Directions: Rewrite the lines of the items below as a numbered list, leaving out any blank lines. Omit the pictures from your answer.

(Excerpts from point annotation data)
'''
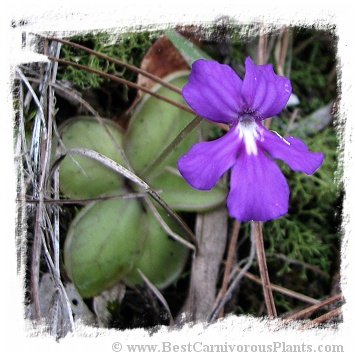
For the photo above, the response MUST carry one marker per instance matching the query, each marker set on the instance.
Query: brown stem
(122, 81)
(120, 63)
(229, 262)
(260, 253)
(313, 308)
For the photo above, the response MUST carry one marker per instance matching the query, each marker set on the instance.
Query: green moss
(129, 48)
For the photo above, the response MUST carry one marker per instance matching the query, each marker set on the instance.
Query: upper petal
(291, 150)
(213, 91)
(206, 162)
(258, 189)
(263, 91)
'''
Exercise response:
1. For the photo above, the response MUST carry one marker per instance matching the query, each marker set on the instance.
2. Query: brown stem
3. (122, 81)
4. (120, 63)
5. (229, 262)
6. (260, 253)
7. (313, 308)
8. For the photo above, the response MUST carry one marker per instance matching the query, each marker set on the instance.
9. Query: green moss
10. (129, 48)
11. For the photo above, the response MUST carry one marker per instance matching the query, each marker set on the instance.
12. Query: upper petal
13. (291, 150)
14. (213, 91)
15. (206, 162)
16. (258, 189)
17. (263, 91)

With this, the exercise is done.